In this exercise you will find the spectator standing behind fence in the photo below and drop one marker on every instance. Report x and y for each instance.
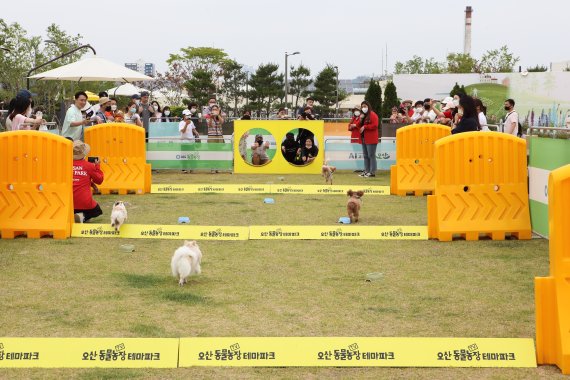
(132, 116)
(354, 126)
(469, 120)
(512, 119)
(74, 120)
(215, 122)
(369, 135)
(100, 116)
(188, 129)
(481, 114)
(85, 176)
(20, 115)
(157, 111)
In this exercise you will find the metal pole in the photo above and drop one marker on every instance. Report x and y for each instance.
(286, 82)
(336, 112)
(55, 59)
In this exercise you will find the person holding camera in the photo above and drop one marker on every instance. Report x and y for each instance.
(86, 174)
(74, 120)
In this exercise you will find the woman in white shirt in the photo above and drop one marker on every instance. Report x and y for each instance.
(481, 110)
(20, 116)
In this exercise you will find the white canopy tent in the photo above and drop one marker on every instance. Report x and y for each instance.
(92, 69)
(126, 89)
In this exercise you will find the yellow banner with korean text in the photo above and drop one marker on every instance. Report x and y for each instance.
(338, 232)
(265, 189)
(149, 231)
(356, 352)
(89, 352)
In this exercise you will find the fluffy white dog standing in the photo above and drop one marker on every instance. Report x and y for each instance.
(118, 215)
(186, 261)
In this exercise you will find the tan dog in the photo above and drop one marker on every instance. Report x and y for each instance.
(327, 172)
(353, 205)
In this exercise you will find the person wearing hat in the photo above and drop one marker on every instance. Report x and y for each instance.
(85, 176)
(100, 116)
(354, 126)
(259, 156)
(74, 121)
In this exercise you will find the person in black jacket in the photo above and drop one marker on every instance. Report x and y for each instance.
(469, 119)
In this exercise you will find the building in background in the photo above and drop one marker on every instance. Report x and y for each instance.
(142, 67)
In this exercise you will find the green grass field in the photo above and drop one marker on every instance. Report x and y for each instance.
(89, 288)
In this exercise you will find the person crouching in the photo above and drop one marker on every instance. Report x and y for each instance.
(85, 175)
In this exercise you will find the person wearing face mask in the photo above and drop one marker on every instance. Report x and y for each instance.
(469, 119)
(74, 121)
(354, 126)
(369, 135)
(20, 116)
(418, 112)
(165, 114)
(512, 119)
(132, 116)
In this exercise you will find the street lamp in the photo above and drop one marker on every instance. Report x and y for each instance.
(286, 80)
(336, 112)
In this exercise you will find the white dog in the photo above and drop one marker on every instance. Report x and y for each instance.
(118, 215)
(186, 261)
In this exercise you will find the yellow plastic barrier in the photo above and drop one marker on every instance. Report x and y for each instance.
(36, 185)
(552, 293)
(414, 172)
(122, 152)
(480, 187)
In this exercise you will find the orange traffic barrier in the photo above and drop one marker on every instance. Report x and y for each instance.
(122, 153)
(414, 172)
(480, 187)
(552, 293)
(36, 185)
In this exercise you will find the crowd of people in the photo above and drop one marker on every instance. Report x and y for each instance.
(463, 113)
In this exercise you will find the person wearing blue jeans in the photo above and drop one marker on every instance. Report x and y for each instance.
(369, 134)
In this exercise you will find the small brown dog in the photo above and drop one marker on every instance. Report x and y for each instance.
(353, 205)
(327, 172)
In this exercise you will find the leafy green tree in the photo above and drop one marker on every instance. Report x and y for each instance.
(300, 81)
(374, 96)
(266, 86)
(200, 86)
(233, 86)
(325, 89)
(390, 99)
(459, 63)
(498, 61)
(537, 69)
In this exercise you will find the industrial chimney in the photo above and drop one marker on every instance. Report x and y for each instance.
(467, 41)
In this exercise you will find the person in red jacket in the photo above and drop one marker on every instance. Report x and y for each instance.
(369, 134)
(354, 126)
(85, 176)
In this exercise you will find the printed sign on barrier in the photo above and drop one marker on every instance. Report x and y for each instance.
(148, 231)
(89, 352)
(338, 232)
(356, 352)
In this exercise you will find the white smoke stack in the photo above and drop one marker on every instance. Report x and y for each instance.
(467, 41)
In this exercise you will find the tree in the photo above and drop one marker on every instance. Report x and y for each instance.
(457, 90)
(498, 61)
(459, 63)
(325, 88)
(300, 81)
(266, 86)
(417, 65)
(200, 86)
(234, 83)
(537, 69)
(374, 96)
(390, 99)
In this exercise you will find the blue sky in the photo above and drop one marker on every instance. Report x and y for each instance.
(345, 33)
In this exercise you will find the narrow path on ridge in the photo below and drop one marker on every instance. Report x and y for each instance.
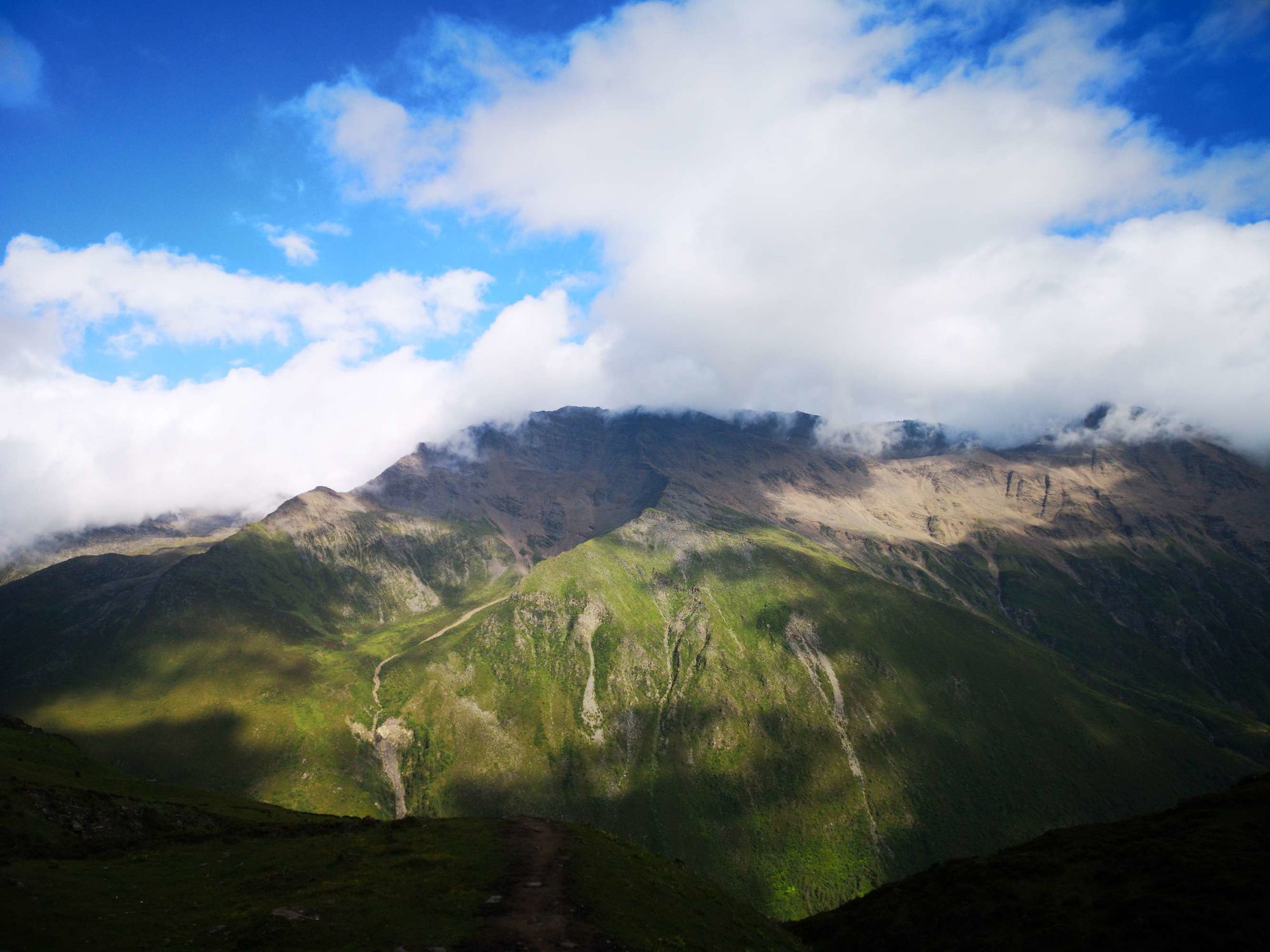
(379, 668)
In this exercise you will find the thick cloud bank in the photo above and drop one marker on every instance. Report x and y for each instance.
(797, 206)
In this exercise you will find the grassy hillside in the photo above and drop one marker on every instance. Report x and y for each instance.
(718, 657)
(802, 673)
(93, 859)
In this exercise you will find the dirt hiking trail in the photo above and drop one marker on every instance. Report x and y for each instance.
(535, 912)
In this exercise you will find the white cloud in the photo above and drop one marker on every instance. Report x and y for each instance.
(21, 69)
(91, 453)
(298, 248)
(787, 224)
(187, 300)
(331, 228)
(994, 243)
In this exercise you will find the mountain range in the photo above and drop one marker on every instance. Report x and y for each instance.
(799, 670)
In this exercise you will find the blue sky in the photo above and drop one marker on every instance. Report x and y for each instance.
(161, 124)
(275, 244)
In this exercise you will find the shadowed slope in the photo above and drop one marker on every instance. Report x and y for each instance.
(1192, 878)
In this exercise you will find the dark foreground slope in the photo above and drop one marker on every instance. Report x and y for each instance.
(93, 859)
(1197, 876)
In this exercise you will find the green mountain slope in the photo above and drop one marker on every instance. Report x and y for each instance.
(801, 671)
(93, 859)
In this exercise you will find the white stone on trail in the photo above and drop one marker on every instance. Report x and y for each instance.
(391, 738)
(586, 630)
(806, 644)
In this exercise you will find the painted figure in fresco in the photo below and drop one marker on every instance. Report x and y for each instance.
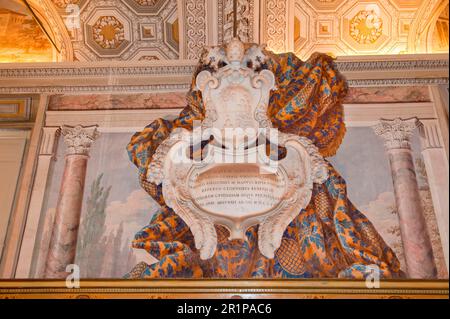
(330, 238)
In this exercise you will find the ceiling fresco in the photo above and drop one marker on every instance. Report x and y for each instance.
(21, 37)
(364, 27)
(157, 30)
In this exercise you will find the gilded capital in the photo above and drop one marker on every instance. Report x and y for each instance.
(79, 139)
(397, 132)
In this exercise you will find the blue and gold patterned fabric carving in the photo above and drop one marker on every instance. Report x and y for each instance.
(329, 238)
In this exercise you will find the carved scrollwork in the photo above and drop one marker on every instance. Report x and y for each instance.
(253, 188)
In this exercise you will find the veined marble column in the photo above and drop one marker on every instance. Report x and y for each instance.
(416, 241)
(436, 166)
(67, 217)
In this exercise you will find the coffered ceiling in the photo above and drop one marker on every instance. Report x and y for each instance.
(156, 30)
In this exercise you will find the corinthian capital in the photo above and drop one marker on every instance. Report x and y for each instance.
(397, 132)
(79, 139)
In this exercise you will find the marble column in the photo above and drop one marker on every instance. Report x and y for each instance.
(63, 241)
(416, 241)
(436, 165)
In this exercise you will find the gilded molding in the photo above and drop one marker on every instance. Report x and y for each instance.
(223, 288)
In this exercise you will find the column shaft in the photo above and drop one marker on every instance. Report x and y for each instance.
(413, 228)
(416, 242)
(63, 243)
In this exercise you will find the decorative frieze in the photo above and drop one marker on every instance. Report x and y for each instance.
(177, 76)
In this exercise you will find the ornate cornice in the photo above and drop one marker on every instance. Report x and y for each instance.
(415, 64)
(79, 139)
(397, 132)
(166, 76)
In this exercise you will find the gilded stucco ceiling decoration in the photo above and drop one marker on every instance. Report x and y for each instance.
(63, 3)
(366, 27)
(108, 32)
(21, 37)
(122, 29)
(349, 27)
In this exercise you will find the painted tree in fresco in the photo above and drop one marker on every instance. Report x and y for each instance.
(102, 252)
(90, 249)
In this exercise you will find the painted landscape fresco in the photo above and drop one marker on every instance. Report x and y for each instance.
(115, 207)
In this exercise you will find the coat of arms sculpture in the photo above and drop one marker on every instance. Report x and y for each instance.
(222, 172)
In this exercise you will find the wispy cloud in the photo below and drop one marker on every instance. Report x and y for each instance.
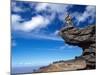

# 指示と条件:
上の項目から、「green」という語を含む行をすべて抜き出すこと。

# 出力結果:
In this exercise you will find the green grass field in the photo above and drop one marker on every instance. Report x and y for each instance.
In this exercise you will find the leafy green tree in the photo above and drop one marker on every instance. Report x and y for each instance.
In this exercise you will find the green mountain slope in the photo above and drop one marker on every instance. Report x and y for each instance.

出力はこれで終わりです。